**What you will do:**
List the records as numbered lines from the start up to and including the line with "[(30, 163), (180, 144)]". Skip blank lines and leave out the pictures.

(Point annotation records)
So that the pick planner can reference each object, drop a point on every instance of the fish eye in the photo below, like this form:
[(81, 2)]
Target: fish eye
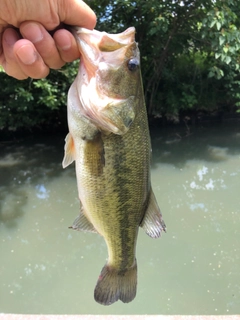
[(133, 64)]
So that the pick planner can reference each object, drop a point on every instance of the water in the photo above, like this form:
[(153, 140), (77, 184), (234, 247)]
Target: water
[(193, 269)]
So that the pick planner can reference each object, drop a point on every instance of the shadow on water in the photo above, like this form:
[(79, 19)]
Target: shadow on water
[(30, 163), (180, 144)]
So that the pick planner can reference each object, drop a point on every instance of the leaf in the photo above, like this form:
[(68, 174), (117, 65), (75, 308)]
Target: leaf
[(221, 40), (228, 59), (218, 25)]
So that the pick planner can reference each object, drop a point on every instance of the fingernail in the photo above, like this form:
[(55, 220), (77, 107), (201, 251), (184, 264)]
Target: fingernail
[(27, 55), (10, 38), (64, 43), (32, 32)]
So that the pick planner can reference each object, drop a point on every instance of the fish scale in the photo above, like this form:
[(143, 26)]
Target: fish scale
[(110, 143)]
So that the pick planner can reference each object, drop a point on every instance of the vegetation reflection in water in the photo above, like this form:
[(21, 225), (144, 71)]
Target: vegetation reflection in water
[(193, 269)]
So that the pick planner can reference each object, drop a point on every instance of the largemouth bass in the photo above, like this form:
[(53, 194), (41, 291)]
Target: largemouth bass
[(109, 141)]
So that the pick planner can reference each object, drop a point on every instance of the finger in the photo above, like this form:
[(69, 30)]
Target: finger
[(8, 59), (66, 45), (76, 12), (43, 42)]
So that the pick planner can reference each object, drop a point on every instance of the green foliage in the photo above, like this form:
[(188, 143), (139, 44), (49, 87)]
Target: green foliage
[(189, 53), (189, 49), (32, 103)]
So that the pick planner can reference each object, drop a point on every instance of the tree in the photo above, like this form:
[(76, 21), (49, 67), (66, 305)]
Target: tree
[(189, 54)]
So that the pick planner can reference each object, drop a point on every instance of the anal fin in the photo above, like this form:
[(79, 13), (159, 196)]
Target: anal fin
[(152, 222)]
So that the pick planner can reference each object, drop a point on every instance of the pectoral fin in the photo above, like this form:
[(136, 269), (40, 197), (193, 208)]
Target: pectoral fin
[(69, 155), (94, 156), (152, 222), (81, 223)]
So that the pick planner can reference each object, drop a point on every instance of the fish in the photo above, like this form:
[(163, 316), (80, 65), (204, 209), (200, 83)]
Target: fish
[(110, 143)]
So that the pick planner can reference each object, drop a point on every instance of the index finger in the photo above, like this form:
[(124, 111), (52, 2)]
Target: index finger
[(77, 13)]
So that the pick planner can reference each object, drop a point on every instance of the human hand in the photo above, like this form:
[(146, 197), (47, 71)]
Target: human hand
[(27, 49)]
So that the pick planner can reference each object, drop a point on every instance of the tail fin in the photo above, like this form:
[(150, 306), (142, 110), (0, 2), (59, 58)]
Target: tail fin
[(114, 284)]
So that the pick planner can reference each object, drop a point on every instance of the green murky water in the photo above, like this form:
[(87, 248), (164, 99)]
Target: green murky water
[(193, 269)]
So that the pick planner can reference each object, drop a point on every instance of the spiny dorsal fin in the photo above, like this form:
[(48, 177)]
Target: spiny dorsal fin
[(69, 151), (152, 222)]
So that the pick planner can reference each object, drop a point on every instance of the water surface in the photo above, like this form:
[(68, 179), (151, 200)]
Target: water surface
[(192, 269)]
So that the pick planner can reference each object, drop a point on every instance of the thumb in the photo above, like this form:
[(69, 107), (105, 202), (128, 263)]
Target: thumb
[(76, 13)]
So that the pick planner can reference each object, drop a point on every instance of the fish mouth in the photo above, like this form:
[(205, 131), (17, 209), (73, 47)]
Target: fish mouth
[(102, 56), (96, 47)]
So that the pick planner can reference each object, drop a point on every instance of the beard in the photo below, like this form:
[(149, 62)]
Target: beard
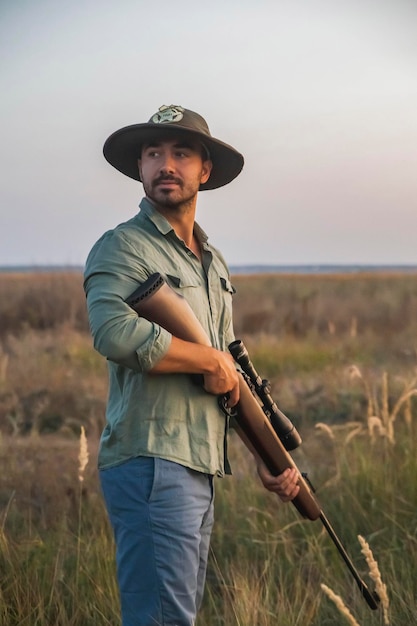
[(171, 197)]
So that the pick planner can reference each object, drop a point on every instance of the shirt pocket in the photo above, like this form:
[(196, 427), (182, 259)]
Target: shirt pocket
[(192, 290)]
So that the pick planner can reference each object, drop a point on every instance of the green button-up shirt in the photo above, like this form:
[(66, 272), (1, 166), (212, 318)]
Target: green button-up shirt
[(164, 415)]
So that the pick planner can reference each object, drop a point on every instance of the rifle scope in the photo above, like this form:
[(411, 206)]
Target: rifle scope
[(283, 427)]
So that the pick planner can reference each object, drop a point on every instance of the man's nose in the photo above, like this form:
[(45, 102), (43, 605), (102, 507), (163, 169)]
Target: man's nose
[(167, 164)]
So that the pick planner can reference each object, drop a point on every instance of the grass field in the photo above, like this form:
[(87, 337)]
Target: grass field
[(341, 355)]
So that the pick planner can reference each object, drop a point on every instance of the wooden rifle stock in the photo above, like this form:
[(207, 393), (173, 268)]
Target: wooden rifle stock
[(158, 303), (155, 301)]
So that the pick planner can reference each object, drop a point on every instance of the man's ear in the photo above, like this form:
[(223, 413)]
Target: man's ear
[(206, 171)]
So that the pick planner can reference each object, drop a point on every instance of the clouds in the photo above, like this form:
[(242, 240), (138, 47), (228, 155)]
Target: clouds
[(319, 96)]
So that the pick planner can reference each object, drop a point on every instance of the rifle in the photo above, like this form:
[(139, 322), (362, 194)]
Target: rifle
[(260, 423)]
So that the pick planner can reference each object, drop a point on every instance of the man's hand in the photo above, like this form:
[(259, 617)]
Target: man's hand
[(224, 379), (285, 485)]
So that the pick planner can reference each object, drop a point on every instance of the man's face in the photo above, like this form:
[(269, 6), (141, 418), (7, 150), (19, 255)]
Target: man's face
[(172, 170)]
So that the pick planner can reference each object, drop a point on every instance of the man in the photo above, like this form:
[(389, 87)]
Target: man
[(165, 437)]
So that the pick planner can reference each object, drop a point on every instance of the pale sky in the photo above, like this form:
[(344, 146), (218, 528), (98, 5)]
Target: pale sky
[(319, 95)]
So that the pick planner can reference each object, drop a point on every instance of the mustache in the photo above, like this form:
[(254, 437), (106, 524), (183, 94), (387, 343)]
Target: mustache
[(166, 178)]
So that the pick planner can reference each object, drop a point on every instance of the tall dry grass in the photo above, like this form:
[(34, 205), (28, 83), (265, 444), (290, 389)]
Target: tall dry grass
[(267, 565)]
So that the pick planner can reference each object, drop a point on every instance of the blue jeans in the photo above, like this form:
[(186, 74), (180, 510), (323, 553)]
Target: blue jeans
[(162, 517)]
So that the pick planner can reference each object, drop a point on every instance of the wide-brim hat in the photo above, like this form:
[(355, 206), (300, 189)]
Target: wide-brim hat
[(123, 148)]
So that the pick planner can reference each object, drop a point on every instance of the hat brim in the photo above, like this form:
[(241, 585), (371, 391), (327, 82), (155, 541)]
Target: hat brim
[(123, 149)]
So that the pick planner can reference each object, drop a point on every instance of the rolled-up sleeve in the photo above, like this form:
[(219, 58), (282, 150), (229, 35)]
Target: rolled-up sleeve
[(112, 273)]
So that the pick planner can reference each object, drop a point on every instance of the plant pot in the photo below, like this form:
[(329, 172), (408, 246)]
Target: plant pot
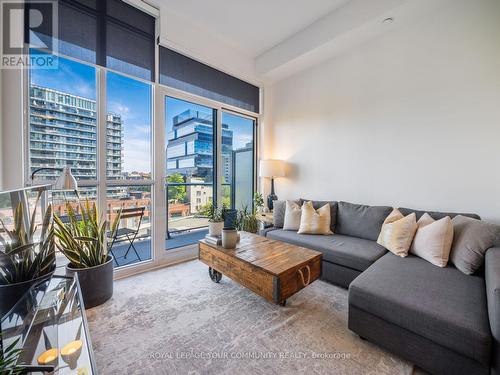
[(229, 238), (11, 293), (96, 283), (215, 228), (230, 216)]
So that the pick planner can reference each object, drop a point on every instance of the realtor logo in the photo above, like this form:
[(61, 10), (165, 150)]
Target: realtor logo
[(29, 34)]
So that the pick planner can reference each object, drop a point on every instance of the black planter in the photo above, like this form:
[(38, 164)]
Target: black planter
[(11, 293), (96, 282)]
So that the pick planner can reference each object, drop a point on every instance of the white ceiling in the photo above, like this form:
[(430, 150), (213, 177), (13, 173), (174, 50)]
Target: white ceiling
[(252, 26)]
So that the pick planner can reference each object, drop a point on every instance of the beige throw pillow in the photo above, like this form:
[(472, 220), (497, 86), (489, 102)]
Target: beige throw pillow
[(397, 232), (293, 212), (315, 221), (433, 240)]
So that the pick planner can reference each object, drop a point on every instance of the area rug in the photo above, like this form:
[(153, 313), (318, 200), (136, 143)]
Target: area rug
[(177, 321)]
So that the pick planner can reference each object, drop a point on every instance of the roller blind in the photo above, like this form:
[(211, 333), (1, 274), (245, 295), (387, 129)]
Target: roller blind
[(183, 73)]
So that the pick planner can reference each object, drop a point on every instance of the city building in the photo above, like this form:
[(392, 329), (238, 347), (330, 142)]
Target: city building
[(190, 150), (63, 132)]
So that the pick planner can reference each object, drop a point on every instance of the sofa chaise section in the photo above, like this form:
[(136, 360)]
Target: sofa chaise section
[(434, 317)]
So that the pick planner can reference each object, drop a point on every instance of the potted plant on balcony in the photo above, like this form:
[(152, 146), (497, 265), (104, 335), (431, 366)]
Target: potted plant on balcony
[(27, 254), (83, 241), (215, 219)]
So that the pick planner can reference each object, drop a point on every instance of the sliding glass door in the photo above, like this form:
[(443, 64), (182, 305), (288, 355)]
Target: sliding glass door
[(238, 159)]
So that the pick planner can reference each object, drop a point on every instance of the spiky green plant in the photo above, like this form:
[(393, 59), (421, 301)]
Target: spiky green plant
[(9, 358), (21, 257), (247, 220), (83, 239)]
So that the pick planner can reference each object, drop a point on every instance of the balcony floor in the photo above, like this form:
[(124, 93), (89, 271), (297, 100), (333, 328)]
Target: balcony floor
[(144, 246)]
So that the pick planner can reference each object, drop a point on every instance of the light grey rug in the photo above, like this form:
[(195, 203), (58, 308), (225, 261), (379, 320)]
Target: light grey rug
[(177, 321)]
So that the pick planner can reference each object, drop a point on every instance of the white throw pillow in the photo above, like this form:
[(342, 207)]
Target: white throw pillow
[(315, 221), (397, 232), (293, 212), (433, 240)]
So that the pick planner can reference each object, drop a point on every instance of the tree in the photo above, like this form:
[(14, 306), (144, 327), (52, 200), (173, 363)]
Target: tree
[(177, 193)]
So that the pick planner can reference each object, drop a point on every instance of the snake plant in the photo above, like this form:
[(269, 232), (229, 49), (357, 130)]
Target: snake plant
[(83, 238), (22, 258)]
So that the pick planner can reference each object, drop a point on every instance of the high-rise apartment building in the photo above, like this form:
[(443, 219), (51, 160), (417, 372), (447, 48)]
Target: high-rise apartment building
[(63, 132)]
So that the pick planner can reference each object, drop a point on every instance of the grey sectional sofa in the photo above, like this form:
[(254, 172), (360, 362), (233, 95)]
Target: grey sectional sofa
[(442, 320)]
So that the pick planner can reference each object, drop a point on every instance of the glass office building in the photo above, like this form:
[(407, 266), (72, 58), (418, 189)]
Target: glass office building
[(190, 146), (63, 132)]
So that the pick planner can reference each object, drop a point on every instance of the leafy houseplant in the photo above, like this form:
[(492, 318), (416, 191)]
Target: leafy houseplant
[(25, 257), (83, 241), (247, 220), (258, 201)]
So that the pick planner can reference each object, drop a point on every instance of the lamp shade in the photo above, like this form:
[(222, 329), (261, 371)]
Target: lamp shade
[(65, 181), (272, 168)]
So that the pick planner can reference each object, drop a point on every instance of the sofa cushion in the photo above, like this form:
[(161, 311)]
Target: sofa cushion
[(361, 221), (435, 214), (440, 304), (471, 239), (319, 204), (352, 252), (492, 277)]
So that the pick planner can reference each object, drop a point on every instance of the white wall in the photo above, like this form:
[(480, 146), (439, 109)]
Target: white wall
[(410, 119), (185, 36)]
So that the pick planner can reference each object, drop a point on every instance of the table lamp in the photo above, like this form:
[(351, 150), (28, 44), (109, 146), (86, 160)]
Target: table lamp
[(272, 168)]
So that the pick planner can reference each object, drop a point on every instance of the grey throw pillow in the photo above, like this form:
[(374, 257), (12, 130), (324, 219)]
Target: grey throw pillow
[(471, 239)]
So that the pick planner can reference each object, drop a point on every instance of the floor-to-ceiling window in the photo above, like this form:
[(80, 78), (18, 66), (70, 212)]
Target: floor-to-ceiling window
[(190, 169), (238, 159), (129, 165), (95, 114)]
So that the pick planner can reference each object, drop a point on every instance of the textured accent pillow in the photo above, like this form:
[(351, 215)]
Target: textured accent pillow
[(397, 232), (471, 239), (333, 209), (293, 212), (433, 239), (315, 221)]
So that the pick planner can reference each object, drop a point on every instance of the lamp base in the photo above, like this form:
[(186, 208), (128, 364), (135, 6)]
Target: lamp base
[(270, 198)]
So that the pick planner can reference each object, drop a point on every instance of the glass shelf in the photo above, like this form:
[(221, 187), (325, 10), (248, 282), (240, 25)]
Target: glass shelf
[(50, 327)]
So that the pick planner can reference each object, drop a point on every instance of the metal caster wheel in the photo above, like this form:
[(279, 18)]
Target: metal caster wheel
[(215, 275)]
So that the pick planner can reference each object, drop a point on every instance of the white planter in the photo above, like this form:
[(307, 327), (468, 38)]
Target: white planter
[(215, 228)]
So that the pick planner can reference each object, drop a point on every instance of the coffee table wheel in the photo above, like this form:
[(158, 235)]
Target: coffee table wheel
[(215, 275)]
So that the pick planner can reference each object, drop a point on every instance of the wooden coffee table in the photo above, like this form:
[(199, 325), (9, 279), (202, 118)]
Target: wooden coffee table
[(272, 269)]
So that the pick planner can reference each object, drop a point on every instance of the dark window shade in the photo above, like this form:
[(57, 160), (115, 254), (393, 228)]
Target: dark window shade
[(41, 36), (131, 16), (77, 33), (183, 73), (129, 52), (106, 32)]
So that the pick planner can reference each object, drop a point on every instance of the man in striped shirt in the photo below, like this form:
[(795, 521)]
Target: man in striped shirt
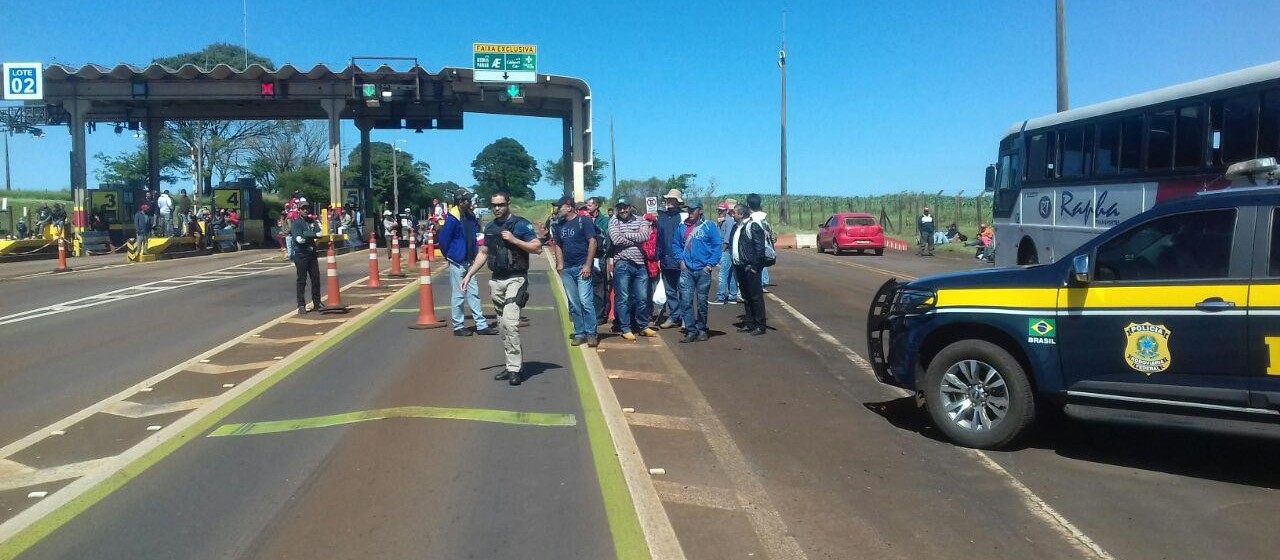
[(627, 234)]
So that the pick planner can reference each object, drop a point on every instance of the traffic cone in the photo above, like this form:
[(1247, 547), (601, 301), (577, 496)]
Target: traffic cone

**Solution:**
1. So that the pick planner can reference each object, drop a point on every instance of the fish eye in the photo below, like this form:
2. [(81, 2)]
3. Target: fish eye
4. [(133, 64)]
5. So that the pick planner can reference each object, drop a point on every instance of the water in the photo above, like this form:
6. [(153, 140), (77, 184), (234, 247)]
7. Target: water
8. [(193, 269)]
9. So that the pick planner can reference each object, drop a point on every instance of the shadow on water in the photo above, like this form:
10. [(79, 19)]
11. Target: shadow on water
12. [(30, 163), (180, 144)]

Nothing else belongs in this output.